§ What the task asks
Check each statement against the elk steak text and answer yes or no, quoting the words from the text that decide it. 1. The writer lives in Minnesota, where elk hunting isn't an option. 2. Elk meat has a stronger gamey flavor than venison. 3. The marinade gets salty umami flavor from soy sauce and Worcestershire.

§ Source text

◇ ◇ ◇ ◇ ◇

As you may already know, we eat a lot of venison in our house because Nate and I both deer hunt, but when it comes to elk, we aren't as fortunate. Being that we live in Minnesota, elk hunting isn't an option. But, I did have the pleasure of trying elk steak a while back, and I remember how much I loved it, so I am so grateful for companies like The Honest Bison where you can purchase elk meat that comes from humanely raised elk that are free to forage as they would naturally.
If you're looking to try elk for the first time, or your freezer is fresh out of elk, I highly recommend giving The Honest Bison a try. I've been loving both their elk and bison!!
Why you'll love this recipe
- Flavorful. The soy sauce, lemon juice and balsamic vinegar in the marinade help to add delicious flavor to the elk without overpowering the meat.
- Tender. Marinating the elk also helps to make it tender and juicy!
- Easy to prepare. The marinade is made with simple, pantry staple ingredients.
- Recipe tips. I included lots of recipe tips to ensure a perfectly cooked elk steak to your liking!
I used my go-to venison marinade recipe (which has a 4.9 ⭐️star rating on Google!!), but tweaked it slightly so that it doesn't overpower the flavor of the elk, since elk meat doesn't have as strong of gamey flavor as venison. It's perfect!
It adds zesty citrus notes from lemon juice and balsamic vinegar, salty umami flavor from soy sauce and Worcestershire and a touch of fresh garlic. It creates a crazy delicious, tender and juicy elk steak!!

◇ ◇ ◇ ◇ ◇

§ Data shown
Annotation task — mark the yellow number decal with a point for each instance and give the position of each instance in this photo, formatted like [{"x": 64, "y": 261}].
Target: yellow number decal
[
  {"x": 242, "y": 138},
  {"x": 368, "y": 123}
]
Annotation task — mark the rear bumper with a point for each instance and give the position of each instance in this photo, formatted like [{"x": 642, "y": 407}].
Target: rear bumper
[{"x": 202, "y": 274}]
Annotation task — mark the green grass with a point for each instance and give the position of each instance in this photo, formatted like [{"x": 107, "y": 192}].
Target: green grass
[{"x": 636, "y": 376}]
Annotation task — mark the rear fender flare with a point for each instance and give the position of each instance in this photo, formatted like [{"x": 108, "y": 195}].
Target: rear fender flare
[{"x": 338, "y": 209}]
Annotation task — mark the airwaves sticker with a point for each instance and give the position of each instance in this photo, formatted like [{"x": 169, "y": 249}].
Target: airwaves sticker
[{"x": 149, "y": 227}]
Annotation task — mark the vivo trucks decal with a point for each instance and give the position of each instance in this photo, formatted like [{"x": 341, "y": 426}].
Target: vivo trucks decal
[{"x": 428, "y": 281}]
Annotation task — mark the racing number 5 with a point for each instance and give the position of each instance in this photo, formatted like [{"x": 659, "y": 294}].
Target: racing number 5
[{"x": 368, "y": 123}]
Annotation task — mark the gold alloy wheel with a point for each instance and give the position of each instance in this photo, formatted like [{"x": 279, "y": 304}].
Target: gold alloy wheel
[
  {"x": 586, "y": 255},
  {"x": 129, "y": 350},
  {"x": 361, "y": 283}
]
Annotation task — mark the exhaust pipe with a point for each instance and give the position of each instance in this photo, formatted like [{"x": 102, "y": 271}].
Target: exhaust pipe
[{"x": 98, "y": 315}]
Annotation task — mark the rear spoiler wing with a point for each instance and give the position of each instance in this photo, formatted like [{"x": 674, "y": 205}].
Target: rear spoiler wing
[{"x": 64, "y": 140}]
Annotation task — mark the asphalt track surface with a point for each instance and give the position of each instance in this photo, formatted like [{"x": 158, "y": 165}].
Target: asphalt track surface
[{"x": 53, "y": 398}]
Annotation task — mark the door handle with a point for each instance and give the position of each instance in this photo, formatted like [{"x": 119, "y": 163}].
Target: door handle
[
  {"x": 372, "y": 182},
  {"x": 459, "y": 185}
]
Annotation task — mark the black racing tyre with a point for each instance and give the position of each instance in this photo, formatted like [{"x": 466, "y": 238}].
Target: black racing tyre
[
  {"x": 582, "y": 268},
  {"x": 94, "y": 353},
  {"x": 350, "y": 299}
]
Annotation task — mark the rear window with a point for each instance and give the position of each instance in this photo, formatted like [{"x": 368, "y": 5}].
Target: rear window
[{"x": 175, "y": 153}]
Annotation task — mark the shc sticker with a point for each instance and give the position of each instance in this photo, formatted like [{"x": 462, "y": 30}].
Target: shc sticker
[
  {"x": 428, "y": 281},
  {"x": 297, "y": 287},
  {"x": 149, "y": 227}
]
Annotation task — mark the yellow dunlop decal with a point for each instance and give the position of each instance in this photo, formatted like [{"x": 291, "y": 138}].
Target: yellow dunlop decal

◇ ◇ ◇ ◇ ◇

§ Full output
1. Yes: "Being that we live in Minnesota, elk hunting isn't an option."
2. No: "elk meat doesn't have as strong of gamey flavor as venison"
3. Yes: "salty umami flavor from soy sauce and Worcestershire"